--- start of Records for processing ---
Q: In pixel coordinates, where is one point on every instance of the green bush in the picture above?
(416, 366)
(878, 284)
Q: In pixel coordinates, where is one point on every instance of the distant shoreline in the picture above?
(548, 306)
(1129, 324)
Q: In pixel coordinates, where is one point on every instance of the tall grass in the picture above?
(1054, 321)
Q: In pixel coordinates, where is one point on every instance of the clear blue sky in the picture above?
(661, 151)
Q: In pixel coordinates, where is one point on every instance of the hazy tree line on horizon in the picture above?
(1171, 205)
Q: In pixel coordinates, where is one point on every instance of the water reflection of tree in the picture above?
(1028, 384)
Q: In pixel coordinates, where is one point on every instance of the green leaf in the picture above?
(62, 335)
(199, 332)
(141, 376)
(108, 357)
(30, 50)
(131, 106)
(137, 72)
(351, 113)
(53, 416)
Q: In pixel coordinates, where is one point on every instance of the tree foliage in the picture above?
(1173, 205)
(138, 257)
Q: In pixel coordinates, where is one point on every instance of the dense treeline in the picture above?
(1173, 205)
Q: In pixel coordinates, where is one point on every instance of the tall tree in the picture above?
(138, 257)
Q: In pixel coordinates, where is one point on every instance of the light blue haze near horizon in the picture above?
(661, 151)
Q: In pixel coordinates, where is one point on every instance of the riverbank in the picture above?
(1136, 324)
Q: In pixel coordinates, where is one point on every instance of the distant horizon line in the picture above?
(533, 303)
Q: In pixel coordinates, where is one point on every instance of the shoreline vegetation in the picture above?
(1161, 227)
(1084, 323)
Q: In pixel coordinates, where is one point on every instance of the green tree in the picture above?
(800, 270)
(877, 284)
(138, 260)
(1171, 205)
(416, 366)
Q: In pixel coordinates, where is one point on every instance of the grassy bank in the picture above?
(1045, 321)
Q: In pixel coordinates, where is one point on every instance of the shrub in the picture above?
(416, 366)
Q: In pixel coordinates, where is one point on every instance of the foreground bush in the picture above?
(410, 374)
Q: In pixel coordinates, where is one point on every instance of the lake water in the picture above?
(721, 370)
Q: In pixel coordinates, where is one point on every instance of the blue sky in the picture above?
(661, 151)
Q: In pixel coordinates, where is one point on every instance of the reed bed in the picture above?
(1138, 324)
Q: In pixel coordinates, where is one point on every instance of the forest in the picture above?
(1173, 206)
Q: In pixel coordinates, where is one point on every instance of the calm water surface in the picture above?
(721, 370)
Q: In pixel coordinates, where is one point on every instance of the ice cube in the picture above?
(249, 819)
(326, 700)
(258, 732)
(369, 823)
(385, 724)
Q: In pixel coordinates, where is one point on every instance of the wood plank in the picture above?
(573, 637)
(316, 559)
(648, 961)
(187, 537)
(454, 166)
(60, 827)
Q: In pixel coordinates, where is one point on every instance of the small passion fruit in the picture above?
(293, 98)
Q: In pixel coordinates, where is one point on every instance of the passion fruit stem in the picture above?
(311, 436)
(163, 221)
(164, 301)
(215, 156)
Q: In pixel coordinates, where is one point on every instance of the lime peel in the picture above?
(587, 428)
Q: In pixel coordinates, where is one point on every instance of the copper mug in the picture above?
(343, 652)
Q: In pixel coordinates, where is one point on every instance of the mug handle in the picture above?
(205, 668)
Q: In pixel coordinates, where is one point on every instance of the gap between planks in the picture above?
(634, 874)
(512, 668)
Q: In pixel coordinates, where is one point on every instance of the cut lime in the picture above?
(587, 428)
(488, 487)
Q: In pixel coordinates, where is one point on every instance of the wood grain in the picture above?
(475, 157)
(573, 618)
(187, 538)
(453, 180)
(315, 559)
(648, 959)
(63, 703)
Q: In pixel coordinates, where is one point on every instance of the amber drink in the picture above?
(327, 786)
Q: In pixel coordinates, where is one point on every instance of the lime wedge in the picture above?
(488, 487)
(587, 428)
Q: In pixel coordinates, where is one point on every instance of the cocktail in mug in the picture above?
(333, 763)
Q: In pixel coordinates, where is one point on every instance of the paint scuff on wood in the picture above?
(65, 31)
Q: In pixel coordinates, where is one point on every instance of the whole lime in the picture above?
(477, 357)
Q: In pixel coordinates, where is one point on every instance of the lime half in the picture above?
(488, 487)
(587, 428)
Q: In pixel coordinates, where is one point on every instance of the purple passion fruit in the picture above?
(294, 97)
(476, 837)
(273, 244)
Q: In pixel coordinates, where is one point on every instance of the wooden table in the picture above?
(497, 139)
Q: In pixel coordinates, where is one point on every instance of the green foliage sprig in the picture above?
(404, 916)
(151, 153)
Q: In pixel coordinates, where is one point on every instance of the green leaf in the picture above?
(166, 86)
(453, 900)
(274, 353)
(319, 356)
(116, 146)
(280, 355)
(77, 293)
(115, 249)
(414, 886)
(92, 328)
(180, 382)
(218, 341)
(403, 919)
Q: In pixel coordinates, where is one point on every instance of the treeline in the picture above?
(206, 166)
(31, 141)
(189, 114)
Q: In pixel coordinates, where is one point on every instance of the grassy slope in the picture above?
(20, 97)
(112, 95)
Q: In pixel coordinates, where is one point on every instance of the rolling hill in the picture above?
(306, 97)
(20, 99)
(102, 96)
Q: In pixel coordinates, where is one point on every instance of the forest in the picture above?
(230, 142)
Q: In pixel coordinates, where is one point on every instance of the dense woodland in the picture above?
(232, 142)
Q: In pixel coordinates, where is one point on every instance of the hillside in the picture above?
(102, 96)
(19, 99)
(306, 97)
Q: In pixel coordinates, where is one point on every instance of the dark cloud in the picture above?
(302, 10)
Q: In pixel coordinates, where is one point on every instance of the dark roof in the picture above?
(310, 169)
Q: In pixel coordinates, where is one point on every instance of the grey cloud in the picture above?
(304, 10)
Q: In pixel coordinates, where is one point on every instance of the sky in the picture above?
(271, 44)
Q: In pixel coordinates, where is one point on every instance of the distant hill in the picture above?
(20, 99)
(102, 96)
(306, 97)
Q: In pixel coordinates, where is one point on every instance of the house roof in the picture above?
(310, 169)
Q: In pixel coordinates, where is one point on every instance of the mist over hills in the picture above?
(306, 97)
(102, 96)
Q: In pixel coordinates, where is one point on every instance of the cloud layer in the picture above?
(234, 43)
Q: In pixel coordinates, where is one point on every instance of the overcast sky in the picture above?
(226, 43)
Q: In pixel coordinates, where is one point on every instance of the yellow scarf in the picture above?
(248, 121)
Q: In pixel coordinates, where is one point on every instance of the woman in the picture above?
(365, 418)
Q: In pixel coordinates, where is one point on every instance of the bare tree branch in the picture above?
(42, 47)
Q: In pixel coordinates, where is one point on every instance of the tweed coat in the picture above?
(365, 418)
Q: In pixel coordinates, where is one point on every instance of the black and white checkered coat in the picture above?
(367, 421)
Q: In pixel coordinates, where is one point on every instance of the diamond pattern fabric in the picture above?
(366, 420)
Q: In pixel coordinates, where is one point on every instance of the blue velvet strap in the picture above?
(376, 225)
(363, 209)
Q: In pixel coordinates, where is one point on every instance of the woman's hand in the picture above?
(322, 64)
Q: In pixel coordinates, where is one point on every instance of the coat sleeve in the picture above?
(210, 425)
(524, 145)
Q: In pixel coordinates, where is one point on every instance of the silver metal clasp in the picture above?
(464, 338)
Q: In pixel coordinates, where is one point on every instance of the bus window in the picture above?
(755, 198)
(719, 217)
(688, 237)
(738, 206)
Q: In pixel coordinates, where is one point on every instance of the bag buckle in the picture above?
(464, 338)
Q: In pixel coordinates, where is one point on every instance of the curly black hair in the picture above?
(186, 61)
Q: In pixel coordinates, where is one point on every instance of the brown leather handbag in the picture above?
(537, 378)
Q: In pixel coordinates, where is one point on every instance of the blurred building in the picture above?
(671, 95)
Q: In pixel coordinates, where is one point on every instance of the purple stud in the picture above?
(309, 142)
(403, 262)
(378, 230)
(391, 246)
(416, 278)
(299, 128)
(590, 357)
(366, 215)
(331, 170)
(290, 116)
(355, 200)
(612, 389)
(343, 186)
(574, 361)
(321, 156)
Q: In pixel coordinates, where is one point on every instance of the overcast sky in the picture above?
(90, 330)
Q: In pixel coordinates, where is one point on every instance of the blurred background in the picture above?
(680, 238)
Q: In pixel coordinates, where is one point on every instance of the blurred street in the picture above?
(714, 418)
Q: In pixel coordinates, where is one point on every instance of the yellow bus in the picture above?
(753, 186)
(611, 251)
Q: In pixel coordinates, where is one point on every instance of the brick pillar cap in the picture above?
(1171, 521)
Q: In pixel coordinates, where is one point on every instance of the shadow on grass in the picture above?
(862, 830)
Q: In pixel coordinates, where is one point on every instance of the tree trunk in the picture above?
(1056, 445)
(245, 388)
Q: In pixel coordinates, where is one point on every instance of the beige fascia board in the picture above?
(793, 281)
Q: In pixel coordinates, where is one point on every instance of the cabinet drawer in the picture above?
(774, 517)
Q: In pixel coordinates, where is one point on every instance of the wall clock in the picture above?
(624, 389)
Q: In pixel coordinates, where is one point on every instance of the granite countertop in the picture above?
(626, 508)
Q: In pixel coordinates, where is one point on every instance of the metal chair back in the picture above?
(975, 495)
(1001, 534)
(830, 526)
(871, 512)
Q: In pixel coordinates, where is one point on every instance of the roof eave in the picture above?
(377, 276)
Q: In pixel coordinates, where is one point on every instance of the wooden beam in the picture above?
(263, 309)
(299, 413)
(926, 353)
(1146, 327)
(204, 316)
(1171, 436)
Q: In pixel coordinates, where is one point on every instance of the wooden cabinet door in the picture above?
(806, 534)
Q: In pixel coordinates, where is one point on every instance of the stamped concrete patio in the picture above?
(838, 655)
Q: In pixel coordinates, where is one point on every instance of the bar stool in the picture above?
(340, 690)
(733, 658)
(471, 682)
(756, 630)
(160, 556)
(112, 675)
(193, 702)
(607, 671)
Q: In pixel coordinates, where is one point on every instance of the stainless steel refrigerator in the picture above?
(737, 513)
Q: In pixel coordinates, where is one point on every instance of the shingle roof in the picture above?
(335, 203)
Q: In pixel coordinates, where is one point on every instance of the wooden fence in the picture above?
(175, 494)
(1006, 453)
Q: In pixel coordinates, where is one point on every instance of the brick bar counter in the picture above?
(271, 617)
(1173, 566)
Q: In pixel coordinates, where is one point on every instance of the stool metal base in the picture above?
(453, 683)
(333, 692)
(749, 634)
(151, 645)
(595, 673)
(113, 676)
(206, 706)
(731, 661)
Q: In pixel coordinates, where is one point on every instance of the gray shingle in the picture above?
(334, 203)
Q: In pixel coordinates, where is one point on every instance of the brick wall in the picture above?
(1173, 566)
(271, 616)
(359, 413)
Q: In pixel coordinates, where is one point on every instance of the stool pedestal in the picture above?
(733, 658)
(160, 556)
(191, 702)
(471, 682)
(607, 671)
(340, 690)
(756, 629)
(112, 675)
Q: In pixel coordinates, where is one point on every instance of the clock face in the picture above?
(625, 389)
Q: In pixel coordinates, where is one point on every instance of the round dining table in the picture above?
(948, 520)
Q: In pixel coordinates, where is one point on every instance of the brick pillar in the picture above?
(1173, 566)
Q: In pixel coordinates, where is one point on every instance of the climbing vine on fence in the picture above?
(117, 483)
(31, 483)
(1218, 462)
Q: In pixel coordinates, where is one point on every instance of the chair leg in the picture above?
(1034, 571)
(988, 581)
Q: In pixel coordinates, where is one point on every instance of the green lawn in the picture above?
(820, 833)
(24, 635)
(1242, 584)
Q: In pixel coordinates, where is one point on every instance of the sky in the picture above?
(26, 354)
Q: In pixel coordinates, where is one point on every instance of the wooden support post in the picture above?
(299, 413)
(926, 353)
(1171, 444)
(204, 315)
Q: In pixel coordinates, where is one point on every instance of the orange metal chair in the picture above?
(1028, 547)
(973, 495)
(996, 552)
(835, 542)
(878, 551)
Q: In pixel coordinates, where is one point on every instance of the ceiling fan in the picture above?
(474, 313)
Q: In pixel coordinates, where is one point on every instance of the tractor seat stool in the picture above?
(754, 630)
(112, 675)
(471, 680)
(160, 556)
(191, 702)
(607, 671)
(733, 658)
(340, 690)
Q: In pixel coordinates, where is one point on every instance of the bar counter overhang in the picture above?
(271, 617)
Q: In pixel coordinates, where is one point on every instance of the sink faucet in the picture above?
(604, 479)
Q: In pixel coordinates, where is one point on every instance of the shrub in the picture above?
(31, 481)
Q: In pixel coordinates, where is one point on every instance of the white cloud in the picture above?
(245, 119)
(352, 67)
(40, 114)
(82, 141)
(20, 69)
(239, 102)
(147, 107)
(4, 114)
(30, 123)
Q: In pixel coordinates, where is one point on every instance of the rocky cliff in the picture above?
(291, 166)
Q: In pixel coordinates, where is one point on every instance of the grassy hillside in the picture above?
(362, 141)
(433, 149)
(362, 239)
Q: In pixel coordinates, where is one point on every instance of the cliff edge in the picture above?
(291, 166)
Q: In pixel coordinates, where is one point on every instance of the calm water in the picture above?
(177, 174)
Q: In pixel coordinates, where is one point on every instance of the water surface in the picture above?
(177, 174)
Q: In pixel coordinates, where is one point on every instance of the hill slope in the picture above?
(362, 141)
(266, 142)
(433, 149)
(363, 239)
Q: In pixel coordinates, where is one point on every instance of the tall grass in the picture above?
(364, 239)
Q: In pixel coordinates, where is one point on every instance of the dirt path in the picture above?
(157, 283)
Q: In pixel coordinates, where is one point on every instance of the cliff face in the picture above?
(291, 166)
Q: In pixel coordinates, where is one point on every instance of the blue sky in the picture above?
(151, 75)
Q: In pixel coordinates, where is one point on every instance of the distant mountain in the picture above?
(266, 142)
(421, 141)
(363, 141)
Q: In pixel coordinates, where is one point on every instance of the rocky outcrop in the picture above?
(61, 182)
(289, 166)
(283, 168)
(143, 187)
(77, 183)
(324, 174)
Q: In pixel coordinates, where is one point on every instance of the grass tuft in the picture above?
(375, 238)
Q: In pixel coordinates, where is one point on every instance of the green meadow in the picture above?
--- end of Records for processing ---
__Exercise details__
Edit the material from the line containing "shoreline in the picture above?" through the line containing "(1054, 321)", inclusive, by replacing "tall grass" with "high grass", and return only those lines.

__Task result__
Q: In pixel coordinates, where is one point on every instance of the distant shoreline in the picture above?
(548, 306)
(1129, 324)
Q: In pixel coordinates, where is one point on every instance of the high grass in the picture above?
(1054, 321)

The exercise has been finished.